**The task**
Beginning with the line that contains "for woman with", return every line down to the last one in the material below, exactly and with no others.
Records shown section start
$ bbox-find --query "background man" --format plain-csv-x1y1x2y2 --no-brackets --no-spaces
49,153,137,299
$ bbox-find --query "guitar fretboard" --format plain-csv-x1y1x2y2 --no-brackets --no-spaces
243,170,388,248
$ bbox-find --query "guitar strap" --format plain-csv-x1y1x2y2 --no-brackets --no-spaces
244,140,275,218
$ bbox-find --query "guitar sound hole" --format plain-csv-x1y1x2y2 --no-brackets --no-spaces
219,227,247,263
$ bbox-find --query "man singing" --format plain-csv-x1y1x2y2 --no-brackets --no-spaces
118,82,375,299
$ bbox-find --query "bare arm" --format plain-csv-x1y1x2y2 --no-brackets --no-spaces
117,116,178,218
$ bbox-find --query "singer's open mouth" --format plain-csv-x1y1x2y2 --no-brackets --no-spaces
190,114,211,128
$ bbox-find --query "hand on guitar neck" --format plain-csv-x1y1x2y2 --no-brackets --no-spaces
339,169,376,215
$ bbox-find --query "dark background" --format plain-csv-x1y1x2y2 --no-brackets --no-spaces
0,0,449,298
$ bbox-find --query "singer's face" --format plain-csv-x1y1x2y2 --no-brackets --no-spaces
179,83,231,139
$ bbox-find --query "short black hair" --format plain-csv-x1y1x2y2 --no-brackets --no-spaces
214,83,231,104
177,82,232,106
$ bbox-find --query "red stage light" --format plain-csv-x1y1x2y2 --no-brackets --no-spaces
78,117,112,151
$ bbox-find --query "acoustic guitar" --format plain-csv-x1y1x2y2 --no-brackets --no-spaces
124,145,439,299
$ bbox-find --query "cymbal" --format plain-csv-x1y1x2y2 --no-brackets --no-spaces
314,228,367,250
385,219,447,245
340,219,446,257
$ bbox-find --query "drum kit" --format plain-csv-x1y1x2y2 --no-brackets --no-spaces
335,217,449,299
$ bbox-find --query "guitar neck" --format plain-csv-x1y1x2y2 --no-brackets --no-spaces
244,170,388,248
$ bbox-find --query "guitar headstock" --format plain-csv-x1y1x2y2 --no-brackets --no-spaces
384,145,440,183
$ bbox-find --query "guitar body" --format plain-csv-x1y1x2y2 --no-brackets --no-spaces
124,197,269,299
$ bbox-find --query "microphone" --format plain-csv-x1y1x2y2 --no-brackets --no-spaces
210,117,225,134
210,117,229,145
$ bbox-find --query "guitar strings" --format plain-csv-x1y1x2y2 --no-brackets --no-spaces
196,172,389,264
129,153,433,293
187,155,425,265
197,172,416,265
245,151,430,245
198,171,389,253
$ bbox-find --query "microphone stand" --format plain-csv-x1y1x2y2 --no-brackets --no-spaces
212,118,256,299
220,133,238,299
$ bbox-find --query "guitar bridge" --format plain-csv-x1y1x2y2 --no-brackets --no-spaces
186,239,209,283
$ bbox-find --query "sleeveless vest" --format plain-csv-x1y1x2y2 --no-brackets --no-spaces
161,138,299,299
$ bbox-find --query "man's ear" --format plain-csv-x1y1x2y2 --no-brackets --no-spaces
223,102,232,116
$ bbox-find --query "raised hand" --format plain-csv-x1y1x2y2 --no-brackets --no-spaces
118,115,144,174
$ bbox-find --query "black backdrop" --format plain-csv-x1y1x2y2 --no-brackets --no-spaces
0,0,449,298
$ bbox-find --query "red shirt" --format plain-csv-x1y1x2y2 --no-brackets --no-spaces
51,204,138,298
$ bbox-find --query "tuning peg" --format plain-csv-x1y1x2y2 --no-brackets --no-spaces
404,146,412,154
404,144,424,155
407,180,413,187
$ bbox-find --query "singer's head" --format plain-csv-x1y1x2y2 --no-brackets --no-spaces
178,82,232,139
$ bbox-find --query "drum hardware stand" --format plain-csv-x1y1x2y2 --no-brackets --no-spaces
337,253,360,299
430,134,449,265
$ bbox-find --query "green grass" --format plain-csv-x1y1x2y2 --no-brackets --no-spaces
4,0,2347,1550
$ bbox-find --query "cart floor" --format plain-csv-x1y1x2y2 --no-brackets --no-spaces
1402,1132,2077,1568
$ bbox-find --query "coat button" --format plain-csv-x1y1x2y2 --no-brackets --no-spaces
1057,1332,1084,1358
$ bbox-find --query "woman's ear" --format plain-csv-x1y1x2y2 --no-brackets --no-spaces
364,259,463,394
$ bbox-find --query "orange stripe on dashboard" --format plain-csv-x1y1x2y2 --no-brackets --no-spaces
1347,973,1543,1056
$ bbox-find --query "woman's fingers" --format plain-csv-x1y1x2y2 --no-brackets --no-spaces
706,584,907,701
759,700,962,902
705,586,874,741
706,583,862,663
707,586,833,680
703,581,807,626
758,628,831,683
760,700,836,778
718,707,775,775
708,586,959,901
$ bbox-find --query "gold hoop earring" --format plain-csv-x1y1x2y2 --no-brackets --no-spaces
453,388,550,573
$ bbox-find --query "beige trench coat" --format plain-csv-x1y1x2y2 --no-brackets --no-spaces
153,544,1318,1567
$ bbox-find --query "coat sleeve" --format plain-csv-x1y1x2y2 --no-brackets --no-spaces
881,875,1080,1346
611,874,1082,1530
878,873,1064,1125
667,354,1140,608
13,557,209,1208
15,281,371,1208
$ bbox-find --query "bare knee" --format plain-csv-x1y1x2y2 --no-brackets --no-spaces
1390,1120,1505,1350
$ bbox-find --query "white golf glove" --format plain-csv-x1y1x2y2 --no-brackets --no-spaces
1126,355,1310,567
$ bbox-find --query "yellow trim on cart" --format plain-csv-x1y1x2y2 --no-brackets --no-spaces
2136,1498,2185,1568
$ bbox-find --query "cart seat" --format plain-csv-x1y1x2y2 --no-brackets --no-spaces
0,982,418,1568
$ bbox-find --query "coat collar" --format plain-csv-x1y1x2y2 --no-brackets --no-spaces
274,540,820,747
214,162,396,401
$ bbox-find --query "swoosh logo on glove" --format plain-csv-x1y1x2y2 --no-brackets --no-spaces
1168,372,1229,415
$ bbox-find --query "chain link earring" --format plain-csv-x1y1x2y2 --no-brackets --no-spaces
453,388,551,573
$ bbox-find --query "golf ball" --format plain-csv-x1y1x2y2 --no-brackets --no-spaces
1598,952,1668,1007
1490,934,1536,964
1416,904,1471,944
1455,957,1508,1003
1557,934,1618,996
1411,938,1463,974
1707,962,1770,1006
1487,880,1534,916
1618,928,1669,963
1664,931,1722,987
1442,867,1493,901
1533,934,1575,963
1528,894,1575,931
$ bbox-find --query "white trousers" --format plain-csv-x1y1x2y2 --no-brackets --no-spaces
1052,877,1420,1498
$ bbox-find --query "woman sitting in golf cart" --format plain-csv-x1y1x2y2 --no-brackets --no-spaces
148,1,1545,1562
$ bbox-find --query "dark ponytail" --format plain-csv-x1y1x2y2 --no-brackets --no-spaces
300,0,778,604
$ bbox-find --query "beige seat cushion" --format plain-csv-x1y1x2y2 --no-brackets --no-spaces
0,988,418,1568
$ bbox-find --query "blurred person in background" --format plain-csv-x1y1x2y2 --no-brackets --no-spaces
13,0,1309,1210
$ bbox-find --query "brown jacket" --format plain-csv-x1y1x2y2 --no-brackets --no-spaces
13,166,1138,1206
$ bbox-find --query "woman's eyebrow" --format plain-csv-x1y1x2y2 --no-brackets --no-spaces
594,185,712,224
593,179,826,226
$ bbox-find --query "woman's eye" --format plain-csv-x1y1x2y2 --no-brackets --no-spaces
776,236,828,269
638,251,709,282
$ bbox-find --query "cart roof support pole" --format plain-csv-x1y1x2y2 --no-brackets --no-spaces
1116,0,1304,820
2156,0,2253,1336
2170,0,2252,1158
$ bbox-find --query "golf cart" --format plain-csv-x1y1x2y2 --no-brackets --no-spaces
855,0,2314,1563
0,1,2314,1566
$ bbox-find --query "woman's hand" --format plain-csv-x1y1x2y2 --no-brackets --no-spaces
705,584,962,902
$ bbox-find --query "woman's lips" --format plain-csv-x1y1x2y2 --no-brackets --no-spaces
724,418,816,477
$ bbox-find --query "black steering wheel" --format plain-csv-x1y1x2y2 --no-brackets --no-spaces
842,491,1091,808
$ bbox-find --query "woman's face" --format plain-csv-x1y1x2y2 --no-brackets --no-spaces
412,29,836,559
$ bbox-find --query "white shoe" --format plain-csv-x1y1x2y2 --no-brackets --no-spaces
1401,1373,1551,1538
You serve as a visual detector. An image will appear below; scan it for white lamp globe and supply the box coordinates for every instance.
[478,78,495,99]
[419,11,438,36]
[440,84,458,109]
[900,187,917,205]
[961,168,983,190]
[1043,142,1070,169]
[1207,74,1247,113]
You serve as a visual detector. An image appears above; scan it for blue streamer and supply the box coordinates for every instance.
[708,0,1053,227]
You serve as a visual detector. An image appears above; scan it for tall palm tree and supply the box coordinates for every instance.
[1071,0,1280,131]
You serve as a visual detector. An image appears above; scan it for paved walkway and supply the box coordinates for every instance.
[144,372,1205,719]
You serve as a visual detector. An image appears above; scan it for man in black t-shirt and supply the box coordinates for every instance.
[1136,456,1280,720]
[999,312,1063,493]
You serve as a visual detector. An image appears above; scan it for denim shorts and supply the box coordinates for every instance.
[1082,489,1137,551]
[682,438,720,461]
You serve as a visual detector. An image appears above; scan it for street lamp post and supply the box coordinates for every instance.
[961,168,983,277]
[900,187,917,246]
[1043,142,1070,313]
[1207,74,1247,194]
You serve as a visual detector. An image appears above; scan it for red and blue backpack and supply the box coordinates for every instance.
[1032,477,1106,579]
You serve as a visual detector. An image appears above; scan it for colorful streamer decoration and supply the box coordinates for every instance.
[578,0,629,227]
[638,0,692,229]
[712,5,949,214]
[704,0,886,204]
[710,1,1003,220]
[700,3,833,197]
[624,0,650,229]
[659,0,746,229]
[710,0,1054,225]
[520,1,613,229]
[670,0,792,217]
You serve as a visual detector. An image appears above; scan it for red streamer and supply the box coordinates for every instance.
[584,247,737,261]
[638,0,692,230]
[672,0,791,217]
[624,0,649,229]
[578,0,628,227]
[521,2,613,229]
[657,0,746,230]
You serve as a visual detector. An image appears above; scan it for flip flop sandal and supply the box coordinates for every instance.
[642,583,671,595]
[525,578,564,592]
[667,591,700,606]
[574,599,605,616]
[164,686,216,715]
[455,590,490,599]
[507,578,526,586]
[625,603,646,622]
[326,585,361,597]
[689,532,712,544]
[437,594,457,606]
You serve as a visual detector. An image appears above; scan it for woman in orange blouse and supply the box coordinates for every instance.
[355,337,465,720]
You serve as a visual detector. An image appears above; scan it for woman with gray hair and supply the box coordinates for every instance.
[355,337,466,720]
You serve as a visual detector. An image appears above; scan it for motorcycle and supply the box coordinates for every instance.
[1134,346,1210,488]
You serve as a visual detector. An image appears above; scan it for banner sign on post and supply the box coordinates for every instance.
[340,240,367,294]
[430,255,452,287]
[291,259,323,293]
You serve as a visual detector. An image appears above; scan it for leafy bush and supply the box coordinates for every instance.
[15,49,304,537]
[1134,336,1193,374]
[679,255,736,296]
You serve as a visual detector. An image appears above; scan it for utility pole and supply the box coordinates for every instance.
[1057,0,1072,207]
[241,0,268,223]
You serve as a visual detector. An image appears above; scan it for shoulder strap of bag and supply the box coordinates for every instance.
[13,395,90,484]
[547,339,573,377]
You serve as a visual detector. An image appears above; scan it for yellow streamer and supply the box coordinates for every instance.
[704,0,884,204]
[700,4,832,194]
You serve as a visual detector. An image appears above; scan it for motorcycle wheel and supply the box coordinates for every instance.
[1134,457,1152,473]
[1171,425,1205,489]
Records shown section end
**Exercise result**
You serve as a visual detector. An image appears above; scan it for woman with gray hair and supply the box coordinates for every instance.
[355,337,466,720]
You serve as a visual detector. An image appears above; scan it for motorcycle and supply the box coordinates for every instance.
[1134,346,1210,488]
You serve as a visual detector. An image appears above; scan it for banner sign on post and supply the box coordinates for every instance.
[340,240,367,294]
[430,255,452,287]
[291,259,323,293]
You serve as a visual detector. An image appears above; scan it for leafy bush and supply the box coordinates for every instance.
[15,49,304,537]
[1134,336,1193,374]
[679,255,736,296]
You serve as a visual detector. An image appears above; scan it for utility pole and supply the box coordinates for every instance.
[1057,0,1072,207]
[241,0,268,223]
You serve as a visual detector. An image appears above; scan it for shoulder strap of bag and supply the box coordinates for every instance.
[13,395,90,484]
[547,339,573,377]
You serve as a visual detector. An image appears above; scan it for yellow streamer and supply the box coordinates for every instance.
[704,0,884,204]
[700,4,832,194]
You serve as a visual detector. An image appears above; scan it for motorcycle wheel and supply the box coordinates for every instance.
[1134,457,1152,473]
[1171,425,1205,489]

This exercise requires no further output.